WORK TO DO: Copy out the items below with every "TARGET" changed to "OBJECT" and nothing else altered. Omit the pictures from your answer.

EXTRACTED MATERIAL:
---

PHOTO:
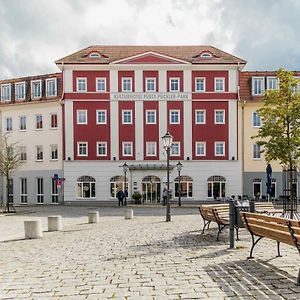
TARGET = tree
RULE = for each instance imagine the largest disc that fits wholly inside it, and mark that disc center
(280, 131)
(9, 161)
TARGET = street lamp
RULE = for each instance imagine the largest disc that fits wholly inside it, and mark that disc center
(179, 168)
(167, 140)
(125, 170)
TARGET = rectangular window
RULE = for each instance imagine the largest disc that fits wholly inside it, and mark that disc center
(258, 86)
(174, 117)
(272, 83)
(101, 84)
(175, 150)
(220, 84)
(5, 92)
(82, 148)
(22, 123)
(36, 89)
(126, 116)
(200, 84)
(151, 148)
(54, 192)
(53, 121)
(101, 148)
(81, 85)
(51, 87)
(219, 148)
(39, 153)
(219, 116)
(256, 151)
(8, 124)
(54, 152)
(101, 116)
(23, 154)
(200, 149)
(20, 91)
(200, 116)
(23, 190)
(127, 149)
(126, 84)
(256, 121)
(38, 122)
(150, 84)
(39, 190)
(81, 116)
(174, 84)
(150, 116)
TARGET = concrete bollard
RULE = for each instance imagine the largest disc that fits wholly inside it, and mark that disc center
(33, 229)
(93, 216)
(128, 214)
(55, 223)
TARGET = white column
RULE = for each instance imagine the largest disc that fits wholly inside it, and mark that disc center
(69, 131)
(232, 128)
(139, 133)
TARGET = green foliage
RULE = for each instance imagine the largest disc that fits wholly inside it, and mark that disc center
(280, 131)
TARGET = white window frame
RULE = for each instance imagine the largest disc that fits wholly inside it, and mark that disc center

---

COMPLETE OUTPUT:
PHOTO:
OBJECT = tree
RULE = for each instance imagine the largest disc that fits wholly inside it, and mark that disc center
(280, 131)
(9, 161)
OBJECT = street lamp
RULE = for each instance imagine the largest disc that fits wholly inside it, and mark that disc center
(179, 168)
(167, 140)
(125, 170)
OBJECT = rectangular window
RULE = for each instance imagine the largest disc that fits wholly inside it, and mark that disc center
(258, 86)
(174, 117)
(272, 83)
(101, 84)
(175, 150)
(220, 84)
(5, 92)
(82, 148)
(22, 123)
(36, 89)
(126, 116)
(200, 84)
(151, 148)
(54, 192)
(53, 121)
(101, 148)
(81, 85)
(51, 87)
(219, 148)
(39, 153)
(219, 116)
(256, 151)
(8, 124)
(54, 152)
(101, 116)
(23, 154)
(200, 149)
(20, 91)
(200, 116)
(23, 190)
(127, 149)
(126, 84)
(256, 121)
(38, 122)
(150, 84)
(39, 190)
(81, 116)
(174, 84)
(150, 116)
OBJECT = concrete bollard
RULE = for each instance imagine the largest disc that fits wholly inside it, and mark that disc center
(33, 229)
(93, 216)
(128, 214)
(55, 223)
OBJECT = white column
RULE = for each instance imagine the largest disc that fits wholly inside it, and mark that disc center
(69, 131)
(232, 128)
(139, 133)
OBJECT = green foliage
RULE = for each instance imagine the largest disc that fits wholly inside it, and mark that disc center
(280, 131)
OBJECT = white window frame
RULE = for each instance imagine the largest disc that fits wholly inside it, and mark that disc center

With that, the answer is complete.